** AUFGABENSTELLUNG **
Ändere in allen folgenden Zeilen „forest floor“ zu „woodland floor“ und gib die Zeilen sonst unverändert wieder.

** MATERIAL ZUR AUFGABE **
------------------------
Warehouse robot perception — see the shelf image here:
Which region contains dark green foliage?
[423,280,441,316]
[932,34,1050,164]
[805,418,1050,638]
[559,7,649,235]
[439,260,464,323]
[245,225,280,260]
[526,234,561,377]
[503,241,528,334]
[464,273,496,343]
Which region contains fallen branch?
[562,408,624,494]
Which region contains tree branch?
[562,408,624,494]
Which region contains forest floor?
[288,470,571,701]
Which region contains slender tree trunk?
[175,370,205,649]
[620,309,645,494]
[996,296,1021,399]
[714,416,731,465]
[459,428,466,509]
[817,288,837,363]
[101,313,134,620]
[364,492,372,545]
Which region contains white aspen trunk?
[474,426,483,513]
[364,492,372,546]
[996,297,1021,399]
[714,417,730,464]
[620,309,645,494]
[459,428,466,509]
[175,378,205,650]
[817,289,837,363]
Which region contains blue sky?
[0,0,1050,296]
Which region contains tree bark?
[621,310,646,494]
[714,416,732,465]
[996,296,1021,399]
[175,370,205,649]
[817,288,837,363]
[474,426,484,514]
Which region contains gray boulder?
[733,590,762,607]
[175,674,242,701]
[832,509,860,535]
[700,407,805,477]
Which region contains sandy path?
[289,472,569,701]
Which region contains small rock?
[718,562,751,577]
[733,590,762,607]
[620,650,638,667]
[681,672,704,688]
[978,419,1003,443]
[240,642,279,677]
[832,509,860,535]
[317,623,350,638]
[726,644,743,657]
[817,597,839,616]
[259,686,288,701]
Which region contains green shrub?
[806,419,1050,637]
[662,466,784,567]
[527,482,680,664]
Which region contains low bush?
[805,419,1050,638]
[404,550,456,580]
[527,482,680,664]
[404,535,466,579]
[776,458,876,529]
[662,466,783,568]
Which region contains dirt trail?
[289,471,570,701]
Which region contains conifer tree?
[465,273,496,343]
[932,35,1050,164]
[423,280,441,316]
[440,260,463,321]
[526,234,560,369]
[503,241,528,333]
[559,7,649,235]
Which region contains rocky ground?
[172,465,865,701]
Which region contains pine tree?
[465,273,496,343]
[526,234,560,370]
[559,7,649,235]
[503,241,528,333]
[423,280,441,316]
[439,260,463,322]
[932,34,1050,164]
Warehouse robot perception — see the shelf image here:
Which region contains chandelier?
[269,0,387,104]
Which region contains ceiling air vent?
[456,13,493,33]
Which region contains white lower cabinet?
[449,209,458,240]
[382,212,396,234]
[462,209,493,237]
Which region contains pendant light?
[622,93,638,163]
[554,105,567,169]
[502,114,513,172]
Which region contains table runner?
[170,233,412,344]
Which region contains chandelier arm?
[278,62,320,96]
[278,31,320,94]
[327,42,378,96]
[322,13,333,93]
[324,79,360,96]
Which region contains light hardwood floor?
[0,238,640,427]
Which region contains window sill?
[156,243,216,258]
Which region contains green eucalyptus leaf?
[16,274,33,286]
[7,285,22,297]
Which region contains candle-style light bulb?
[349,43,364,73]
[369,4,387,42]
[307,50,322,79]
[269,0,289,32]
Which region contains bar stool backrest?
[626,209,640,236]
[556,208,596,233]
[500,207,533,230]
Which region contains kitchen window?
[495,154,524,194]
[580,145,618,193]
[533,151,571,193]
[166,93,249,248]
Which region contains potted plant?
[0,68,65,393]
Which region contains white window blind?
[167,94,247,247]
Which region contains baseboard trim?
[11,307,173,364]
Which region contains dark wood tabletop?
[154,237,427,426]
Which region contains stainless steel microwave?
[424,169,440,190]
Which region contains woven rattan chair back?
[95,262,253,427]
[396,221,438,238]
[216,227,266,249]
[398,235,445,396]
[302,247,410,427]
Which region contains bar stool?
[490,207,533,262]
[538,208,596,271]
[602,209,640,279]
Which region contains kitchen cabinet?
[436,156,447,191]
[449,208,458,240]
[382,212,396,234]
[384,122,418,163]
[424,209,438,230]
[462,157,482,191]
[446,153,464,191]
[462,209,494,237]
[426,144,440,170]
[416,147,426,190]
------------------------
** ANTWORT **
Warehouse robot perception — see the shelf image here:
Which region contains dark green foliage?
[423,280,441,316]
[932,34,1050,164]
[805,418,1050,638]
[559,7,649,235]
[439,260,464,323]
[245,225,280,260]
[526,234,561,377]
[503,241,528,334]
[464,273,496,343]
Which region contains fallen branch?
[562,408,624,494]
Which region contains tree branch?
[562,408,624,494]
Which region contains woodland floor?
[288,470,571,701]
Which region contains slender tree trunk?
[175,370,205,649]
[620,309,645,494]
[996,296,1021,399]
[714,416,731,465]
[459,428,466,509]
[817,288,837,363]
[101,313,134,620]
[364,492,372,545]
Which region contains white aspen trunk?
[474,426,483,513]
[364,492,372,546]
[996,297,1021,399]
[714,417,730,464]
[620,309,645,494]
[459,428,466,509]
[175,378,205,650]
[817,289,837,363]
Which region contains blue sky?
[0,0,1050,296]
Which region contains tree bark?
[621,310,646,494]
[714,416,732,465]
[996,296,1021,399]
[175,370,205,649]
[817,288,837,363]
[474,426,484,514]
Which region contains gray boulder?
[733,590,762,607]
[175,674,242,701]
[832,509,860,535]
[700,407,805,477]
Which region contains sandy path?
[289,472,569,701]
Which region contains small rock?
[718,562,751,577]
[733,590,762,607]
[620,650,638,667]
[681,672,704,688]
[978,419,1003,443]
[240,642,279,677]
[832,509,860,535]
[317,623,350,638]
[726,644,743,657]
[817,597,839,616]
[259,686,288,701]
Which region contains green shrub?
[806,419,1050,637]
[662,466,784,567]
[527,482,680,664]
Which region contains low bush?
[805,419,1050,638]
[404,550,456,580]
[527,482,680,664]
[404,535,466,579]
[776,458,876,529]
[662,466,783,568]
Which region contains dirt trail?
[289,471,570,701]
Which region contains conifer tree?
[465,273,496,343]
[932,35,1050,164]
[423,280,441,316]
[440,260,463,321]
[526,234,560,369]
[503,241,528,333]
[559,7,649,235]
Which region contains rocky ground?
[172,465,865,701]
Which region contains pine tree?
[465,273,496,343]
[526,234,560,370]
[559,7,649,235]
[503,241,528,333]
[423,280,441,316]
[439,260,463,322]
[932,34,1050,164]
Warehouse robot perception — see the shelf image here:
Which region contains chandelier?
[269,0,387,104]
Which region contains ceiling air vent?
[456,13,493,33]
Which region contains white lower cabinet?
[449,209,458,240]
[382,212,396,234]
[462,209,493,237]
Which region contains pendant light?
[622,93,638,163]
[554,105,567,169]
[502,114,513,172]
Which region contains table runner?
[170,233,412,344]
Which region contains chandelier arm?
[278,62,320,96]
[278,31,320,94]
[327,42,378,96]
[322,13,333,93]
[324,79,360,96]
Which region contains light hardwood floor?
[0,238,640,427]
Which region contains window sill?
[156,243,216,258]
Which region contains green eucalyptus leaf?
[16,274,33,286]
[7,285,22,297]
Which region contains candle-style light bulb?
[349,43,364,73]
[369,4,387,42]
[307,50,322,79]
[269,0,289,32]
Which region contains bar stool backrest?
[626,209,640,236]
[556,208,596,233]
[500,207,533,230]
Which region contains kitchen window?
[495,154,524,194]
[580,145,618,193]
[533,151,571,193]
[166,93,249,248]
Which region contains potted plant?
[0,68,65,393]
Which region contains white window blind?
[167,94,247,247]
Which region contains baseboard trim?
[11,307,173,364]
Which region contains dark wood tabletop?
[154,237,427,426]
Which region contains stainless steel microwave?
[424,169,440,190]
Which region contains woven rattan chair back?
[95,262,253,427]
[396,221,438,238]
[216,227,266,249]
[398,235,445,396]
[302,247,410,427]
Which region contains bar stool?
[490,207,533,262]
[538,208,596,271]
[602,209,640,279]
Which region contains kitchen cabinet?
[436,156,447,191]
[449,208,458,240]
[382,212,396,234]
[384,122,418,163]
[424,209,438,230]
[462,157,482,191]
[446,153,464,191]
[462,209,494,237]
[426,144,440,170]
[416,147,426,190]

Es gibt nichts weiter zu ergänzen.